Here are some records. Copy each one exactly.
==== INPUT
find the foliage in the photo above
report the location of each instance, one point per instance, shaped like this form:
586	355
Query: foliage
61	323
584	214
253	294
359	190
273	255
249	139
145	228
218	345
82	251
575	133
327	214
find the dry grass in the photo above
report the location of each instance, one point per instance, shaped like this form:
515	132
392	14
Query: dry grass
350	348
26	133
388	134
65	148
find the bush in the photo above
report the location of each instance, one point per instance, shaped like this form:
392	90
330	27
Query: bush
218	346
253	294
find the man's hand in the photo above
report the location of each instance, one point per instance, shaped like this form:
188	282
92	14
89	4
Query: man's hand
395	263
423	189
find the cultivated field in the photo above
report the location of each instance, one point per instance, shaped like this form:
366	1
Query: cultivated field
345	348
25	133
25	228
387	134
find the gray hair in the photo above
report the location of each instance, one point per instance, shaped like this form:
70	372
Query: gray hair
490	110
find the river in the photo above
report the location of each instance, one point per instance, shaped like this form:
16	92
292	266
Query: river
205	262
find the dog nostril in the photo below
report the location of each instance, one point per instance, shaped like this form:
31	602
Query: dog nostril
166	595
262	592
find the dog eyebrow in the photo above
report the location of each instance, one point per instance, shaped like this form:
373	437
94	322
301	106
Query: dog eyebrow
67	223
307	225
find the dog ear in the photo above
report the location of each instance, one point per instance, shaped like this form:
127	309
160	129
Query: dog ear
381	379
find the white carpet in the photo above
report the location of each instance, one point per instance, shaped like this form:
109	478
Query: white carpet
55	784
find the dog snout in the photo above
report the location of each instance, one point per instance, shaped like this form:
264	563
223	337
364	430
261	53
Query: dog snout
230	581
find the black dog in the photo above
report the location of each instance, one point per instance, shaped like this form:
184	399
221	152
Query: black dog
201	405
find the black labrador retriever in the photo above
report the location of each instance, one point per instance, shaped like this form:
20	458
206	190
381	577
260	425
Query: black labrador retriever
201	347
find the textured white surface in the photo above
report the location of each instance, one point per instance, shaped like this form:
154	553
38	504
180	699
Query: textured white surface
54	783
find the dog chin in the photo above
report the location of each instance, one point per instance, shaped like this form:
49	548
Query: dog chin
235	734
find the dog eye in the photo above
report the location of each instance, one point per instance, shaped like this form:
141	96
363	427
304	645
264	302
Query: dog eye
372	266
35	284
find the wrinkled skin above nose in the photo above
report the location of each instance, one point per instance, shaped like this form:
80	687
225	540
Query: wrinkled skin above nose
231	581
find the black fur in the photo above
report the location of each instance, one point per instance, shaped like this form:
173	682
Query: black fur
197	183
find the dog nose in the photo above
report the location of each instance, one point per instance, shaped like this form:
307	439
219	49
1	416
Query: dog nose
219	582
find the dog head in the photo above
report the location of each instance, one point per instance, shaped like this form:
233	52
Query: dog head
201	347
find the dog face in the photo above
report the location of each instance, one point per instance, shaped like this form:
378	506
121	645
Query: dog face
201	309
========
REPLY:
find the foliage in the photo above
report the location of each instance, one point per instance, shaped like this form:
586	355
Query: foliage
61	323
584	214
253	294
359	190
273	255
249	139
145	228
218	345
82	251
575	133
327	214
find the dry grass in the photo above
report the location of each instance, one point per instance, shaped like this form:
515	132
392	14
Query: dry grass
350	348
26	133
388	134
65	148
find the bush in the photo above
report the location of each instance, one point per instance, shaped like this form:
392	90
330	27
Query: bush
218	346
253	294
find the man's hand in the photo above
report the location of each instance, one point per instance, shaped like this form:
188	282
92	14
89	4
Query: man's hand
395	263
423	189
find the cultivated field in the photo above
report the location of each instance, one point per instance, shaped like this form:
366	1
Query: cultivated field
345	348
25	133
25	228
387	134
find the gray hair in the photo above
report the location of each instance, one point per instance, shaped like this form:
70	372
Query: gray hair
490	110
find the river in the photo above
report the location of each instance, one point per instance, shaped like this form:
16	92
292	266
Query: river
205	262
find the dog nostril in the photo below
report the location of each instance, one point per instance, shaped like this form:
31	602
Query: dog nostril
166	595
262	592
find the dog eyebrow in the photo above
report the location of each instance, one point per instance, shaped like this form:
373	437
94	322
301	106
Query: dog eyebrow
67	223
307	225
find the dog ear in the photo above
report the location of each instance, one point per instance, shaped like this form:
127	309
160	129
Query: dog ear
381	379
find the white carpet in the photo above
report the location of each instance, one point per instance, shaped like this form:
109	478
Query: white carpet
55	784
find the dog snout in the photo above
report the location of each instance, one point per instance, shaped like this form:
264	563
223	337
364	430
261	53
Query: dog snout
230	581
find the black dog in the photo above
report the location of each instance, one point per instance, shaped like this form:
184	399
221	152
Query: black dog
201	405
find the black labrador retriever in the photo above
report the location of each instance, one point per instance, shaped like this form:
20	458
206	190
381	577
260	425
Query: black labrador retriever
201	347
find the textured white surface in the photo above
report the location of each instance, one point per instance, shaped like this form:
154	553
38	504
180	699
Query: textured white surface
54	783
find the dog chin in the photo above
report the location of each instance, one point per instance, shaped like this form:
49	548
Query: dog chin
235	734
find the dog eye in the photo above
report the location of each instance, one point per instance, shaped like this form:
141	96
363	427
304	645
264	302
Query: dog eye
372	266
35	284
find the wrinkled skin above nose in the photo above
report the location of each instance, one point per instance, shaped like this form:
80	687
225	540
Query: wrinkled skin above nose
231	581
find the black fur in the photo above
report the location of each instance, one point per instance, shaped like this form:
173	682
Query: black fur
197	183
find the dog nose in the photo above
report the location of each instance, one point per instance, shaped like this form:
307	439
219	49
1	416
Query: dog nose
219	582
find the dog head in the photo above
report the location of each instance, one point per instance, shaped like this form:
233	52
Query: dog head
201	347
find the dog face in the photo above
report the location of each instance, one point per instance, shaped like this form:
378	506
121	645
Query: dog face
201	309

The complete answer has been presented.